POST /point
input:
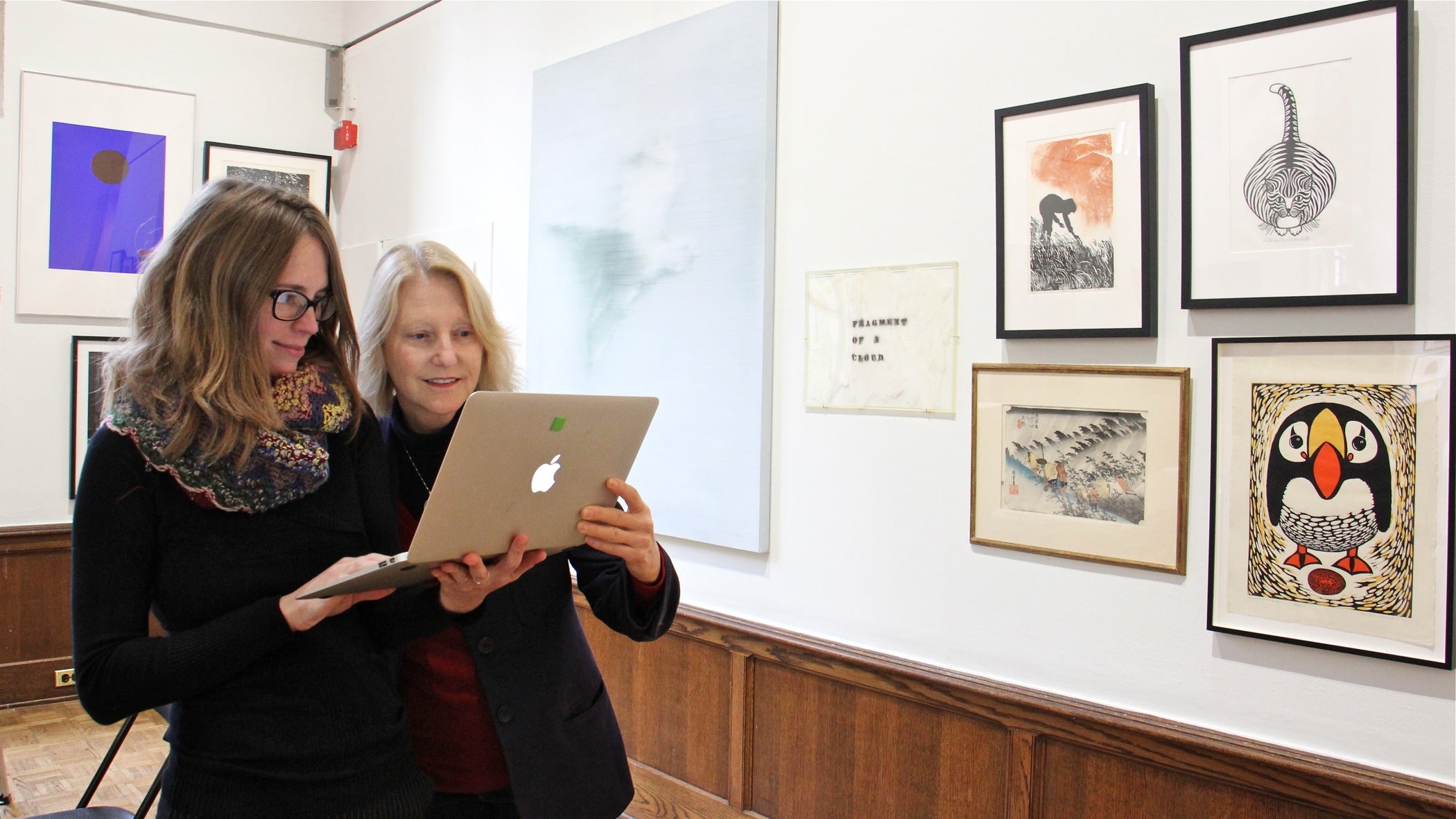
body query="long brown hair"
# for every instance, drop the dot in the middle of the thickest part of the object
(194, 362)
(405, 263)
──────────
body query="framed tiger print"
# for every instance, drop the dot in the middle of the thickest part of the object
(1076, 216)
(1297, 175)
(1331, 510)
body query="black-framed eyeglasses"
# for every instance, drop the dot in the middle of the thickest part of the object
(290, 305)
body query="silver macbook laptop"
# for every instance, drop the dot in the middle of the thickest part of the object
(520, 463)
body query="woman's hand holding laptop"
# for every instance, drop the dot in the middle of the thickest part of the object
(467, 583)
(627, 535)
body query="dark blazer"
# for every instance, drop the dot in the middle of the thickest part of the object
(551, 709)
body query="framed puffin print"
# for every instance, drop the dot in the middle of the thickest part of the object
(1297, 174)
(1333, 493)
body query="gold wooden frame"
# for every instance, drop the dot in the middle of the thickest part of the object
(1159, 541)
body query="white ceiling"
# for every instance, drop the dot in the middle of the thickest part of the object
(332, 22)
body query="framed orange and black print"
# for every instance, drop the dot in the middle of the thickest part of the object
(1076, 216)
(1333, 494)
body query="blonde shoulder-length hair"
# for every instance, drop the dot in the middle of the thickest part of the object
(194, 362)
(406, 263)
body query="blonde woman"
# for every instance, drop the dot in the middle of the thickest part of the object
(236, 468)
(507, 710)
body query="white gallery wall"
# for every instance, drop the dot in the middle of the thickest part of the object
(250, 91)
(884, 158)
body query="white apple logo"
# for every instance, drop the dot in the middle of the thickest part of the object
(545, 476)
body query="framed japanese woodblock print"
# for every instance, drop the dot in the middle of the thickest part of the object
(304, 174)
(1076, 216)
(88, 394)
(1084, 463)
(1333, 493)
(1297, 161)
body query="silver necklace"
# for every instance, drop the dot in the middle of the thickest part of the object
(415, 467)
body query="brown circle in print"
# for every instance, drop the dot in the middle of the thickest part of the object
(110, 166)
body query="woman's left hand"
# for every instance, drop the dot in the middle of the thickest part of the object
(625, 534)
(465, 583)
──────────
> [Given request]: Pick out every line in the entries above that contains the string "hand". Treat uppercase and lowercase as different.

> [Answer in full]:
body query="woman's hand holding laptop"
body query="woman's left hand"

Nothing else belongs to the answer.